TASK TO CARRY OUT: All of the records below need to be copied exactly.

— Begin —

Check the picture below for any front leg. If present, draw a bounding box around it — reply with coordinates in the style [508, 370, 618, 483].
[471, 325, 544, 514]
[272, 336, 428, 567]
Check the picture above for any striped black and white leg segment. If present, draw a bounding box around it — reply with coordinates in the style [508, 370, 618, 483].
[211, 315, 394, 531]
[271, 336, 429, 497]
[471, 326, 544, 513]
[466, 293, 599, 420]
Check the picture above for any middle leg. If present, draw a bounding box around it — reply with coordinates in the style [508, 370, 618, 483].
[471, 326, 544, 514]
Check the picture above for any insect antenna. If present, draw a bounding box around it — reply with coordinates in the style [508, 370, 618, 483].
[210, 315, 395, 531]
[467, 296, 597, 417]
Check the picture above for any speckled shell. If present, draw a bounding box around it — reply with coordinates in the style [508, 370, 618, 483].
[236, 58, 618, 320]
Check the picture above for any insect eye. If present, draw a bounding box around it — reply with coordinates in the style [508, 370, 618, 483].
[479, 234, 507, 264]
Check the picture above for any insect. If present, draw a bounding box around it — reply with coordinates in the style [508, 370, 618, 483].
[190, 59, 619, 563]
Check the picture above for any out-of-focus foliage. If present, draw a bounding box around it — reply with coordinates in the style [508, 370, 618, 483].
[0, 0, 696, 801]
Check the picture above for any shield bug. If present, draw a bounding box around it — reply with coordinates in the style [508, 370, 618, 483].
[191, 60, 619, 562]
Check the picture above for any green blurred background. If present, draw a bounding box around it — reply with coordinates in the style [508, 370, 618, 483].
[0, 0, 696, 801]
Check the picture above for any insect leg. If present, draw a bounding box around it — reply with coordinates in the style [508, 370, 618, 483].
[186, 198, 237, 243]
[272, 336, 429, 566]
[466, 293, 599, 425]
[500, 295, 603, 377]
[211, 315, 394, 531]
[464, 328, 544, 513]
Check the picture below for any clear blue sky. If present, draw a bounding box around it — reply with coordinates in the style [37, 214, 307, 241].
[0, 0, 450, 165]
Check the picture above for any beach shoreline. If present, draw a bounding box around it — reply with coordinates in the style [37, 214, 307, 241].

— End —

SOLUTION BELOW:
Check the picture below for any front leg. If present, draw a bounding box around it — reply with coordinates in the style [508, 370, 618, 483].
[471, 325, 544, 514]
[272, 336, 428, 567]
Check the picture above for any striped black and white leg segment. If present, draw a bounding box around it — reply with coordinates in the style [508, 370, 618, 483].
[211, 315, 394, 531]
[271, 336, 429, 497]
[471, 326, 544, 513]
[466, 293, 599, 420]
Check the picture above for any middle leg. If present, draw a bounding box around it — reply with coordinates in the style [508, 370, 618, 483].
[471, 326, 544, 514]
Check the picture above for any insect antenna. If present, draw a bounding box around it — reply with coordinates in the style [508, 370, 618, 483].
[210, 315, 395, 531]
[467, 296, 597, 417]
Check the picture above for any speckled shell. If present, draw a bounding box around it — reply with coordinates in the style [508, 370, 618, 483].
[236, 58, 618, 320]
Check the picture above for any insect eye. If present, draw a bounding box around it — reply with coordinates in the style [508, 370, 618, 483].
[479, 234, 507, 264]
Check the picture above for any insect. If present, draw a bounding box around it — reply with coordinates in the style [508, 370, 618, 483].
[190, 59, 619, 563]
Check the picture above for any out-of-focus foliage. If present, draw a bounding box around it — reply with coordinates in the style [508, 370, 618, 483].
[0, 0, 696, 801]
Check the picture above for any shield bug. If present, draw a bounding box around it — reply with coordinates in the style [508, 370, 618, 483].
[191, 60, 619, 562]
Check the picture above for any green blurred background. If present, draw a bounding box around it — reply with coordinates in the style [508, 370, 618, 483].
[0, 0, 696, 801]
Check the picture above for any insect leg. If present, draw a bounding box around it — reply with coordinates in the style [508, 370, 618, 483].
[186, 198, 237, 243]
[272, 336, 429, 566]
[466, 293, 599, 425]
[500, 295, 603, 377]
[211, 315, 394, 531]
[464, 328, 544, 513]
Check the picture below for any clear blue sky. If present, draw a bounding box around it — reply with coordinates in the style [37, 214, 307, 241].
[0, 0, 450, 165]
Check the picture above for any beach shoreline. If present, draw a bounding box around it — reply with coordinates in the style [37, 214, 307, 241].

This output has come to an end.